Copy the records below word for word, leaving out the pictures.

Rows from a pointing dataset
*-*-*
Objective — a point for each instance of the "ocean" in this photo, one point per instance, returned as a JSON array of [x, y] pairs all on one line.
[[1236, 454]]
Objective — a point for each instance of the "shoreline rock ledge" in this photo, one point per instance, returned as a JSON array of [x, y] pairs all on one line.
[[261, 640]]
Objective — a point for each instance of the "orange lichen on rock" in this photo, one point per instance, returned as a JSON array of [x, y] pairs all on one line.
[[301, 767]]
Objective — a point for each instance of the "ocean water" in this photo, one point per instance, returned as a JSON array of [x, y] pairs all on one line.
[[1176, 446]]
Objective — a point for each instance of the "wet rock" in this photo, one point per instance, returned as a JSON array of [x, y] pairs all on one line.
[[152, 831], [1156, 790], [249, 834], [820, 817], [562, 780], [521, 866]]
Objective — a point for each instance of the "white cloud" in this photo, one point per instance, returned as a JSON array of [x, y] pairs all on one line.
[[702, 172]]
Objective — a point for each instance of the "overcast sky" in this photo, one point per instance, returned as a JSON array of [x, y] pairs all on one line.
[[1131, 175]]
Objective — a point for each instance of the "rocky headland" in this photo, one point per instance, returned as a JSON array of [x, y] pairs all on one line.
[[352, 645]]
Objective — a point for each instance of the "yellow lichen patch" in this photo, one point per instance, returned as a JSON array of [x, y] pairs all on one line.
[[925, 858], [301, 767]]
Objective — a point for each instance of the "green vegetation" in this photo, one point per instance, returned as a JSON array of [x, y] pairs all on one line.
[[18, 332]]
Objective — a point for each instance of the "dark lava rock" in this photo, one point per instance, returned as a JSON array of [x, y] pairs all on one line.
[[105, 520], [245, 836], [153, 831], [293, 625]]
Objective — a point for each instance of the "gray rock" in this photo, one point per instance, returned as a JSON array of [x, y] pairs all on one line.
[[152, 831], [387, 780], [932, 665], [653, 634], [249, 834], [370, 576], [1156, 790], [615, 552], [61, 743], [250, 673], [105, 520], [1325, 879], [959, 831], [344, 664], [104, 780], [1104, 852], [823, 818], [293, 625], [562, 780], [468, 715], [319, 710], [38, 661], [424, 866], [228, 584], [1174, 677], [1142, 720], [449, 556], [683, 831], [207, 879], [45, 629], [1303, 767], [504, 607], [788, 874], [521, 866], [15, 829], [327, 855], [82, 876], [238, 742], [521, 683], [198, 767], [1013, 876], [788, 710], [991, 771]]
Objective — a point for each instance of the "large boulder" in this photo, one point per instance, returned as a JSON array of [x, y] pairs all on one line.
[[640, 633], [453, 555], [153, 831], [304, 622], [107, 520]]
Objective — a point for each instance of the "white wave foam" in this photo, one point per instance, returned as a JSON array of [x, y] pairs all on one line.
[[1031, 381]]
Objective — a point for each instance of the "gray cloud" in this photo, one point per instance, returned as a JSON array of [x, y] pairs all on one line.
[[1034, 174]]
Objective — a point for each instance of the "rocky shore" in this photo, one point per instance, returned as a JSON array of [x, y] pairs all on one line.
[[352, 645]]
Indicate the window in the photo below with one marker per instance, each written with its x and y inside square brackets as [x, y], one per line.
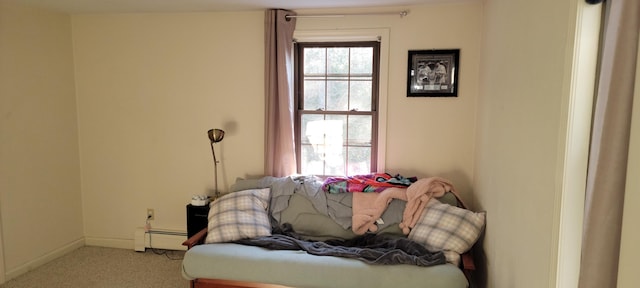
[337, 107]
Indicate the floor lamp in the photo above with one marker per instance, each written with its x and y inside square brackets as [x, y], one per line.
[215, 135]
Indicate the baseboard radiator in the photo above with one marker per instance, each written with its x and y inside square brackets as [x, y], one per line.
[159, 239]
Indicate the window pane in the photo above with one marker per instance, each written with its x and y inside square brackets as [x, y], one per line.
[325, 139]
[359, 130]
[360, 99]
[314, 61]
[335, 163]
[362, 60]
[359, 160]
[337, 96]
[314, 95]
[338, 61]
[305, 120]
[311, 164]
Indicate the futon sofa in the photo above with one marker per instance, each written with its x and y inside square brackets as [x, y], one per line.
[290, 232]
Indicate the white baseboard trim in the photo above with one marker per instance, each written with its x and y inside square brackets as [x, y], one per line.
[109, 242]
[159, 239]
[44, 259]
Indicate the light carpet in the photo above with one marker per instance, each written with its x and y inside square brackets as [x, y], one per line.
[100, 267]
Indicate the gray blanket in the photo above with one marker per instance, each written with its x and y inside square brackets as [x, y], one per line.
[370, 248]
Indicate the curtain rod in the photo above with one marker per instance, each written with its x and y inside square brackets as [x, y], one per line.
[401, 14]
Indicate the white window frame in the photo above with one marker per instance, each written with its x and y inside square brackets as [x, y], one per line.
[381, 35]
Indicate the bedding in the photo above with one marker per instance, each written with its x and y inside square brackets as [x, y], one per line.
[371, 248]
[301, 214]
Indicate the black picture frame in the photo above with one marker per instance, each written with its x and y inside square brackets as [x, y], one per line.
[433, 73]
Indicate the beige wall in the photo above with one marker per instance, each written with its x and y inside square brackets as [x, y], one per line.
[149, 86]
[522, 127]
[40, 197]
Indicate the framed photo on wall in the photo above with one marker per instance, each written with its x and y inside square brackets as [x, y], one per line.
[433, 73]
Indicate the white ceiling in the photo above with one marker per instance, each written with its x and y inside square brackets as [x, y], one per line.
[129, 6]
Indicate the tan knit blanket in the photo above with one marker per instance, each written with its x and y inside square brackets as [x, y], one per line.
[368, 207]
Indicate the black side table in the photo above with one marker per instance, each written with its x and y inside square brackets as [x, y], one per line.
[197, 219]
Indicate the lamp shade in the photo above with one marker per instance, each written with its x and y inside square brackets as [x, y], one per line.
[216, 135]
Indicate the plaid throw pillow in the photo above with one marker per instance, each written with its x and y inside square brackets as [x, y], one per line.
[239, 215]
[447, 228]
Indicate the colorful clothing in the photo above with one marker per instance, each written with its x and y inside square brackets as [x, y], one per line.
[375, 182]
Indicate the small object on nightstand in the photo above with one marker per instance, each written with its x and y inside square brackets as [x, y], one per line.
[197, 218]
[199, 200]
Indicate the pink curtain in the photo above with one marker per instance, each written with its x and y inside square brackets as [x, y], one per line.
[280, 158]
[606, 176]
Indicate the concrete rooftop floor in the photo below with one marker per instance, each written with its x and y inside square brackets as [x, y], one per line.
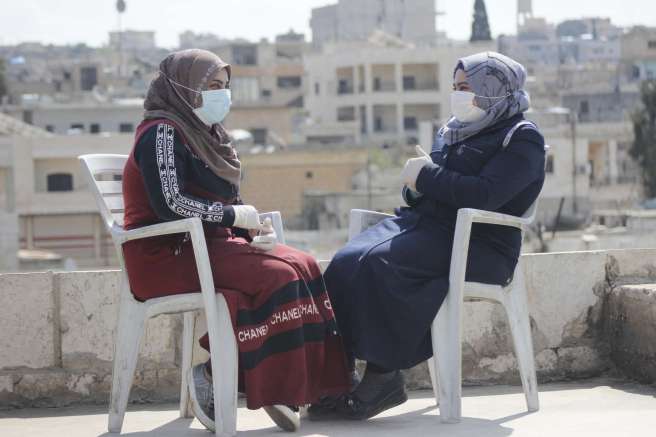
[599, 407]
*-*-*
- **THE SOLUTION**:
Objective — a point for each instance of the "ocean" in this photo, one point per instance, returned as a JSON array of [x, y] pairs all on one line.
[[1236, 454]]
Objective — a point for each instance of the "shoreline rock ledge" in this photo, one point per instance, returned as a JSON array of [x, y] pairs all on one line.
[[261, 640]]
Objective — a point for each instance of the "orange lichen on rock" in this photo, one point per instance, returned as a JSON array of [x, y] pairs all on one line.
[[301, 767]]
Objective — a point for each instance of the "ocean water" in this photo, one point per instance, returned as a JSON array of [x, y] pairs all on one line.
[[1176, 446]]
Objective — a point for each instance of the "wet rock" in this photo, one point per instance, returned as a JSON array of [x, y] pairs all on one line.
[[152, 831], [1156, 790], [249, 834], [820, 817], [562, 780], [521, 866]]
Objective — a point for each instance of the "white cloud" in this photo, one point per instance, returned as a JSON array of [x, y] pairs all on one line.
[[702, 172]]
Objective — a point for each instance of the "overcast sky" in this photo, one point per instance, returned as a JSON array of [x, y] pairs all on one line.
[[1131, 175]]
Objective — a point for each instance of the "rocky headland" in this photo, one point per instance, returned as a JSON array of [x, y] pairs all on one line.
[[352, 645]]
Objective — a point for each instance of the "yellow lichen patch" in this photo, one point per instance, returned as a JSON array of [x, y] pairs all on one line.
[[925, 858], [301, 767]]
Objective — a point for each instance of the "green vegetation" in this photo, one point per instance, returned as a JSON array of [x, y] pairs all on one line.
[[18, 332]]
Objective — a point for each instance of the "dark lava rock" in this photo, one point per instance, returned as a JSON array of [x, y] pairs all on one line.
[[105, 520], [245, 836], [153, 831], [293, 625]]
Objective — a point for each instance of the "gray rock" in this photo, one point per instance, returned as a JSON array of [x, y] pairs all on one line.
[[152, 831], [387, 780], [932, 665], [653, 634], [249, 834], [370, 576], [1156, 790], [615, 552], [61, 743], [250, 673], [105, 520], [1325, 879], [959, 831], [344, 664], [104, 780], [1104, 852], [823, 818], [293, 625], [562, 780], [468, 715], [319, 710], [38, 661], [424, 866], [228, 584], [1174, 677], [1142, 720], [449, 556], [683, 831], [207, 879], [45, 629], [1303, 767], [504, 607], [788, 874], [521, 866], [15, 829], [327, 855], [82, 876], [238, 742], [521, 683], [198, 767], [1013, 876], [788, 710], [991, 771]]
Objective — a point for each instance of the "large boulder" in this photo, one point per instance, returned as a JSON array of [x, y] pairs all on one line.
[[640, 633], [453, 555], [153, 831], [304, 622], [107, 520]]
Objective — a point for each instance of the "white wave foam" in this photo, one point per instance, returned as a JSON array of [x, y] pairs all on one line.
[[1031, 381]]
Objective — a point for each instance of the "gray cloud" in this photo, one point per instance, returned as a JSON array of [x, y] pairs all on one line.
[[1034, 174]]
Objective — a point for each instance of the "rocky shore" in this photo, one point per instance, returned as a JSON array of [x, y] pairs all on one line.
[[352, 645]]
Indicate the window in the photo below with one marker per instance, each written with its x and y inside square brackets as [x, y], one per line.
[337, 107]
Indicate the floor lamp in the photo above with one marker per instance, each written with its x and y inside square brackets as [x, y], one per line.
[215, 135]
Indicate the baseboard radiator in the photo above with one marker per instance, each written with its x and y inside square brackets as [x, y], one per line.
[159, 239]
Indicate the window pane in the photo above with one marker per instance, each written with its x and y inside square brackets as [x, y], one per line.
[325, 139]
[359, 130]
[360, 99]
[314, 61]
[335, 163]
[362, 60]
[359, 160]
[337, 96]
[314, 95]
[338, 61]
[305, 120]
[311, 164]
Indicate the futon sofa in the photo above with one marker per instance, each written with its x and y inside square brackets as [x, y], one per line.
[290, 232]
Indicate the white baseboard trim in the photo above with one marker per instance, each written with its x and y inside square brackets as [x, y], one per line.
[109, 242]
[159, 239]
[44, 259]
Indicate the light carpet in the photo above with one marker per instance, each written with its x and y inside square brackets as [x, y], one per line.
[100, 267]
Indicate the gray blanket in the photo above with one marker per instance, each written with its x and y inside square brackets as [x, y], one per line.
[370, 248]
Indicate the curtain rod in the photo above with one marker per instance, each written with its x and y inside square brackets as [x, y], one per line.
[401, 14]
Indicate the white window frame in the photo above with one marker per instance, each written with its x and y inside square brackets as [x, y], one per line.
[381, 35]
Indicate the bedding in the photo above with one marker per instance, each written with its x and y inside square brackets as [x, y], one per line.
[371, 248]
[301, 214]
Indicate the black picture frame in the photo above with one marker per instance, each written with its x and y inside square brackets as [x, y], one per line.
[433, 73]
Indicate the beige wall in the photo above with one marker per instance, each written with its x and y inside square brackets as [x, y], one per line.
[149, 86]
[522, 127]
[40, 197]
Indicate the framed photo on wall in the photo above with one marker per instance, each written with its x and y inside square brackets as [x, y], one per line.
[433, 73]
Indicate the white ceiling in the photo above with one marker per instance, each written with its x and y inside square brackets as [x, y], one per line.
[129, 6]
Indicate the tan knit blanket in the photo above with one marker per instance, each written with its x and y inside square brackets as [x, y], one per line.
[368, 207]
Indicate the black side table in the photo above with one marker per instance, each written with its x and y inside square brackets as [x, y], one per line.
[197, 219]
Indicate the lamp shade in the photo above with one marker per instance, each written with its x and y inside square brackets as [x, y], one per line.
[216, 135]
Indicate the plaid throw pillow in the photo above with one marker per instance, each written with its x and y inside square brackets as [x, y], one per line.
[239, 215]
[447, 228]
Indicate the colorful clothing in the photo above with one marker per instance, each written with its x and y inside square brackets as [x, y], one per line.
[375, 182]
Indicate the small object on nightstand in the photo above with one marker per instance, each written with its x and y inside square brackets as [x, y], one per line.
[197, 218]
[199, 200]
Indicate the pink curtain in the photo above with one marker per instance, each written with its x and y inside square brackets as [x, y], one per line.
[280, 158]
[606, 176]
Indicate the concrete rooftop floor in the photo below with one marker per instance, each written with its x and y inside square brackets as [x, y], one per line.
[599, 407]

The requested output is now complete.